■ Exercise tasks
1. Please copy the Home Movie review word for word, from "But something is" up to and including "their own pets.".
2. In the Home Movie review, what is David Poe's job?

■ Document segment
3.20.2012

HOME MOVIE dvd

The kids are far from alright. The 2008 independent film Home Movie is another first-person-perspective movie, this time about the twisted psychological horror of the Poe family between Halloween 2006 and Easter 2007.

The Poes are -- or should be -- the ideal American family. David Poe (Adrian Pasdar) is a Lutheran minister, while his wife Clare (Cady McClain) is a child psychologist. They have a pair of 10-year-old twins, Jack and Emily (real-life siblings Austin and Amber Joy Williams). They've just moved to upstate New York in a somewhat isolated area. And they have a new video camera: Clare wants to use it for work, while David likes using it to good around and make loving, if embarassing, movies of his family.

But something is wrong with Jack and Emily. Very wrong. The two children sleep in the same bed, never speak or respond to their parents, and invented their own language to talk with each other. They also seem to have a fascination with dead animals: first in the woods, and soon their own pets.

At first the parents seem to ignore their kids' behavior, but soon it takes their toll: Clare puts the kids on medicine (and she begins smoking), while David tries exorcising any demons from the house (and he begins drinking). Jack and Emily keep behaving worse and worse. And it's all documented on the video, which keeps rewinding and fast-forwarding...

■ Input data
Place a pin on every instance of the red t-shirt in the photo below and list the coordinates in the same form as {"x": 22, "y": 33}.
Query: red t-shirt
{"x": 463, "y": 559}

■ Responses
1.
But something is wrong with Jack and Emily. Very wrong. The two children sleep in the same bed, never speak or respond to their parents, and invented their own language to talk with each other. They also seem to have a fascination with dead animals: first in the woods, and soon their own pets.

2. He is a Lutheran minister.